- [TAREFA ESCRITA A]: Reescreva como lista numerada as linhas da listagem, começando pela que contém "of the monochrome" e terminando no fim da listagem, com as duas pontas incluídas e sem as linhas em branco.

- [TRECHO FORNECIDO]:

Jesus foi e é um exemplo de espírito perfeito que conhece a natureza íntima de Deus. Ele censura aqueles que examinam as escrituras em busca de “vida eterna”, isto é, de sabedoria, mas não compreendem que elas preconizam a sua vinda, preparando várias gerações para a compreensão dos seus exemplos e ensinamentos.

O Messias, no entanto, conhecia a sociedade do seu tempo e por isso nunca esperou a glória ou o reconhecimento dos homens, que não amavam a Deus e sim o personalismo dos religiosos do seu tempo.

O Mestre também reafirma que não veio em seu próprio nome e sim em nome do Pai e por isso não foi bem recebido. Nesse sentido, ele censura o vício do personalismo social: “Como podereis crer, vós que recebeis glória uns dos outros e não procurais a glória que vem do Deus único?” Isso, porque a glória que vem de Deus, não raras vezes, ocorre na intimidade da consciência por meio de vitórias morais distantes dos aplausos e das honrarias do mundo. São vitórias ocultas que fazem do espírito um herói de sua evolução intelecto-moral.

- [DADOS FORNECIDOS]:
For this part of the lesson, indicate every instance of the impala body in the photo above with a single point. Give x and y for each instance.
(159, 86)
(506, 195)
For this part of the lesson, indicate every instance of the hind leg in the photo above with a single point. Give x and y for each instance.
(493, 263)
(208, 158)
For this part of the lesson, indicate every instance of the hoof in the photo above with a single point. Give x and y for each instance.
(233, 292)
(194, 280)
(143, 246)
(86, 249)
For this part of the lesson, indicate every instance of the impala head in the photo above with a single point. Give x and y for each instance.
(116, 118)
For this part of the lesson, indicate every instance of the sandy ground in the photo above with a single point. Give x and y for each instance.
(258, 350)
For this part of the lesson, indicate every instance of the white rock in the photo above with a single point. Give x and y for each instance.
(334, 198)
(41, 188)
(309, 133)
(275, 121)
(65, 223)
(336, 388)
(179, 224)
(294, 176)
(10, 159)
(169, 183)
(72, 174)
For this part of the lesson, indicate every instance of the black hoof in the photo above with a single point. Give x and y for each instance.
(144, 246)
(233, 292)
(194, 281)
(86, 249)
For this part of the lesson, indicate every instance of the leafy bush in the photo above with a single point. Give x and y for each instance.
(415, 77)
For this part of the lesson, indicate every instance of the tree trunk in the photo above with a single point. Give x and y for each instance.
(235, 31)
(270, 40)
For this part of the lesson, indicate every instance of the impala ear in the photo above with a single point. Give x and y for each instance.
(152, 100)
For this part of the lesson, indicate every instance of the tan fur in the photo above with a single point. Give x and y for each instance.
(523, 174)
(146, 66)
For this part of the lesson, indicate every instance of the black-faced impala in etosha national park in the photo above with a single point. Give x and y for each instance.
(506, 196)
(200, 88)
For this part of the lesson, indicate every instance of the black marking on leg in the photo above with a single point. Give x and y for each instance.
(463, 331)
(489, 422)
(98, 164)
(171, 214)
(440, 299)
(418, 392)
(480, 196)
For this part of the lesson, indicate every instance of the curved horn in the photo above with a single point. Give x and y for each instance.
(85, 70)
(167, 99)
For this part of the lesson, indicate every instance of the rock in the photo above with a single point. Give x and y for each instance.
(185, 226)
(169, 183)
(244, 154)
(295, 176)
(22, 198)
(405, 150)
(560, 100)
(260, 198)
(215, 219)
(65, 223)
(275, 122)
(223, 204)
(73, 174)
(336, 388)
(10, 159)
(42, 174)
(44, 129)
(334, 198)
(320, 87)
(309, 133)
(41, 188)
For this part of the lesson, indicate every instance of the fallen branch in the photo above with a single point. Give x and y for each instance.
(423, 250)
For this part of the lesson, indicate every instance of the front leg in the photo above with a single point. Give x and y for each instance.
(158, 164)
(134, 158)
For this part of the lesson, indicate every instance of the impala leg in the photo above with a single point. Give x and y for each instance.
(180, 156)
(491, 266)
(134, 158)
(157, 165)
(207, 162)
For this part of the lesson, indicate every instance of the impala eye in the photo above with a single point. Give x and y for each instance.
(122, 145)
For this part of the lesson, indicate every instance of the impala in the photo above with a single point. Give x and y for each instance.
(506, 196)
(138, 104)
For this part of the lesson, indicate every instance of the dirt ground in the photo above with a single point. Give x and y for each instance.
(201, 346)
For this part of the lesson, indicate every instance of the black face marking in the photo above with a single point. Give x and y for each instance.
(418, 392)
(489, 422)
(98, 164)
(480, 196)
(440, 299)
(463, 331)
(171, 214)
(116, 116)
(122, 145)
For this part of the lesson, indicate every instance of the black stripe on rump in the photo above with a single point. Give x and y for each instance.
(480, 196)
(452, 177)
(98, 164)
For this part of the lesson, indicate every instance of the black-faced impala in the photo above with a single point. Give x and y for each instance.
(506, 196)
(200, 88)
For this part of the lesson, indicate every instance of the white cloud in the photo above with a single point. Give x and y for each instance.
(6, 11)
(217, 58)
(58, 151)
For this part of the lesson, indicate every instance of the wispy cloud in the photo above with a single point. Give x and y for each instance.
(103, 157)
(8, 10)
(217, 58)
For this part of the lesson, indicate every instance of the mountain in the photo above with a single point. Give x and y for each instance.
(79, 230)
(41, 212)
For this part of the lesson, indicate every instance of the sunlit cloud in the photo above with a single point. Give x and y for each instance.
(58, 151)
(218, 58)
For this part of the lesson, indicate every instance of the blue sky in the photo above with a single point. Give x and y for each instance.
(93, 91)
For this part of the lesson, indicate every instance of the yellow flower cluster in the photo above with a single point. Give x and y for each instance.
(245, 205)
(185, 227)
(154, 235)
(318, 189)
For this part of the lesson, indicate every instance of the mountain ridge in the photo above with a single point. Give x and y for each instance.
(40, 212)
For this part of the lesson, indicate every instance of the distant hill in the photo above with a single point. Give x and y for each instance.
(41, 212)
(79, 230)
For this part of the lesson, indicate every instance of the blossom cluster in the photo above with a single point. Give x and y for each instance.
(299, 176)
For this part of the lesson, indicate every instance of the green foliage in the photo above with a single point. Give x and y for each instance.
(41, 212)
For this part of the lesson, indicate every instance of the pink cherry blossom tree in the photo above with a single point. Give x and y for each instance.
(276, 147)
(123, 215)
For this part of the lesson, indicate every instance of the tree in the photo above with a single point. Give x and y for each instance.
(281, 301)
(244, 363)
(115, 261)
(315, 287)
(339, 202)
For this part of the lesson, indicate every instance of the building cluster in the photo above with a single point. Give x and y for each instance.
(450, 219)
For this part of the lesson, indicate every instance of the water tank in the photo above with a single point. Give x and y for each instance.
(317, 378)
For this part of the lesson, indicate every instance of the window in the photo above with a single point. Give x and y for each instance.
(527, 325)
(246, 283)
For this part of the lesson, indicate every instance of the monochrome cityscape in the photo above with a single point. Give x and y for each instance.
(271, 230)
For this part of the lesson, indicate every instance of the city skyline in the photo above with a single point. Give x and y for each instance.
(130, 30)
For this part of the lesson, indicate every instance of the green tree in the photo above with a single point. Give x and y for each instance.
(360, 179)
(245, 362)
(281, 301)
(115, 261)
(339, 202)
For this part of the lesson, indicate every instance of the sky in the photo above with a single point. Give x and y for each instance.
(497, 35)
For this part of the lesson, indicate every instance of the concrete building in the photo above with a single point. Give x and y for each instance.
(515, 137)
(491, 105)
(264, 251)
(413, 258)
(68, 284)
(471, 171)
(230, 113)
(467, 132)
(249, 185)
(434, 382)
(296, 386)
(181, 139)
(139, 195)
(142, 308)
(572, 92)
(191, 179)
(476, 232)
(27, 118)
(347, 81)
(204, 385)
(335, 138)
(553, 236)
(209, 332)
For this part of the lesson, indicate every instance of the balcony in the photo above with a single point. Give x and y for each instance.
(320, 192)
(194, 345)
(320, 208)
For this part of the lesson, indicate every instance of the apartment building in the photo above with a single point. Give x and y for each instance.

- [TAREFA ESCRITA B]:
Responda com base no trecho fornecido:
(i) O que buscam nas escrituras aqueles que Jesus censura?
(ii) O que os homens do tempo do Messias amavam em vez de Deus?
(iii) Onde ocorre, não raras vezes, a glória que vem de Deus?

- [RESULTADO DO EXERCÍCIO A]:
1. For this part of the lesson, indicate every instance of the monochrome cityscape in the photo above with a single point. Give x and y for each instance.
2. (271, 230)
3. For this part of the lesson, indicate every instance of the city skyline in the photo above with a single point. Give x and y for each instance.
4. (130, 30)
5. For this part of the lesson, indicate every instance of the green tree in the photo above with a single point. Give x and y for each instance.
6. (360, 179)
7. (245, 362)
8. (281, 301)
9. (115, 261)
10. (339, 202)
11. For this part of the lesson, indicate every instance of the sky in the photo above with a single point. Give x and y for each instance.
12. (497, 35)
13. For this part of the lesson, indicate every instance of the concrete building in the photo above with a single point. Give x and y for each instance.
14. (515, 137)
15. (491, 105)
16. (264, 251)
17. (413, 258)
18. (68, 284)
19. (471, 171)
20. (230, 113)
21. (467, 132)
22. (249, 185)
23. (434, 382)
24. (296, 386)
25. (181, 139)
26. (139, 195)
27. (142, 308)
28. (572, 92)
29. (191, 179)
30. (476, 232)
31. (27, 118)
32. (347, 81)
33. (204, 385)
34. (335, 138)
35. (553, 236)
36. (209, 332)
37. For this part of the lesson, indicate every instance of the balcony in the photo above with a single point. Give x and y for each instance.
38. (320, 192)
39. (194, 345)
40. (320, 208)
41. For this part of the lesson, indicate every instance of the apartment building in the photo above with a single point. Give x and y for each instance.

- [RESULTADO DO EXERCÍCIO B]:
(i) A "vida eterna", isto é, a sabedoria.
(ii) O personalismo dos religiosos do seu tempo.
(iii) Na intimidade da consciência, por meio de vitórias morais distantes dos aplausos e das honrarias do mundo.